--- PROVIDED MATERIAL Enclosed Below ---

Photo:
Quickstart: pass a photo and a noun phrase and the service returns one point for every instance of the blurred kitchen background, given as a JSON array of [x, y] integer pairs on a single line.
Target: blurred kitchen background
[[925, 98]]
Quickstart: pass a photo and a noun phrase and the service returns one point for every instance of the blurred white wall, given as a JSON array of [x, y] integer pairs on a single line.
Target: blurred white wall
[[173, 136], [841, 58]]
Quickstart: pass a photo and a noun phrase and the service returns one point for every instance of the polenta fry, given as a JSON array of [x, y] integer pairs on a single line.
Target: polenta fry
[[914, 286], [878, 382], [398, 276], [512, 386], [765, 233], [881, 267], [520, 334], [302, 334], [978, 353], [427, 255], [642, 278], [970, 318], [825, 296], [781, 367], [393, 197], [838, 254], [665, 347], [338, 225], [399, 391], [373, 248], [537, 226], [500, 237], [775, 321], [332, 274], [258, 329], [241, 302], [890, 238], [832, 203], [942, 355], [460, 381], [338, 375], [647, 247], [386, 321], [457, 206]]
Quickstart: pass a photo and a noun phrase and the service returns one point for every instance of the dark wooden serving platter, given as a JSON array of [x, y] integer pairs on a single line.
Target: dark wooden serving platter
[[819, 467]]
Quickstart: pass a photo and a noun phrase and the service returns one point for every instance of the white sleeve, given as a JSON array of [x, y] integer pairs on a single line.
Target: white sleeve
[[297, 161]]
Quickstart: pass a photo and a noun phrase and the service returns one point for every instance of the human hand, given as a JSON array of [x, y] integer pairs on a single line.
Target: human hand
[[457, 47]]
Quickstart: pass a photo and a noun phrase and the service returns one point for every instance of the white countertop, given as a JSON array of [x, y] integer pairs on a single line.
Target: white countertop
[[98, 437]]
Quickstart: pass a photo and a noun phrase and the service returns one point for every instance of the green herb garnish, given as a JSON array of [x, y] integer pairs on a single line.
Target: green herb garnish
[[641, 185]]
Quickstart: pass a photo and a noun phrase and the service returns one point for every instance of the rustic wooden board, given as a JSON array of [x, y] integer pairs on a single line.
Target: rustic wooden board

--- End of Enclosed PROVIDED MATERIAL ---

Could you return all of the data exactly as written?

## REPLY
Photo:
Quickstart: pass a photo and a noun phrase and the service returns one point for every instance of the blurred kitchen background, given as a JSON array of [x, y] integer pairs on a single line.
Target: blurred kitchen background
[[925, 98]]
Quickstart: pass a photo and a noun phrase and the service returns one point for every instance of the blurred white wall, given as a JSON array of [x, y] integer pairs on a single line.
Target: blurred white wall
[[173, 136], [841, 58]]
Quickstart: pass a photo and a noun phrase and the service returns one point for every instance of the polenta fry, given as a JSON array of [x, y] integer pairs on a single line.
Target: polenta fry
[[914, 286], [878, 382], [398, 276], [512, 386], [765, 233], [881, 267], [520, 334], [302, 334], [978, 353], [427, 255], [642, 278], [970, 318], [825, 296], [781, 367], [393, 197], [838, 254], [665, 347], [338, 225], [399, 391], [373, 248], [537, 226], [500, 237], [775, 321], [332, 274], [258, 329], [241, 302], [890, 238], [832, 203], [942, 355], [460, 381], [338, 375], [647, 247], [386, 321], [457, 206]]
Quickstart: pass a photo and a noun phrase and the service returns one point for every instance of the dark wooden serving platter, given as a JSON array of [x, y] integer pairs on a single line.
Target: dark wooden serving platter
[[819, 467]]
Quickstart: pass a photo and a noun phrase and the service returns one point for every instance of the white sleeve, given as a JSON array of [x, y] integer pairs on a single line.
Target: white sleeve
[[297, 161]]
Quickstart: pass a photo and a noun phrase and the service returns one point for every instance of the human hand, given as a JSON array of [x, y] integer pairs on a single line.
Target: human hand
[[457, 47]]
Quickstart: pass a photo and a noun phrase and the service returns one point for every instance of the white countertop, given as a JSON array of [x, y] integer pairs on a single line.
Target: white countertop
[[98, 437]]
Quickstart: pass a photo and a noun phrase and the service returns one point for every instance of the green herb garnish, given as a JSON array of [x, y] integer pairs on a single line.
Target: green herb garnish
[[641, 185]]
Quickstart: pass a photo and a noun phrase and the service returns one point for every instance of the rustic wooden board, given as a JSON array of [x, y] integer pairs on a single line.
Target: rustic wooden board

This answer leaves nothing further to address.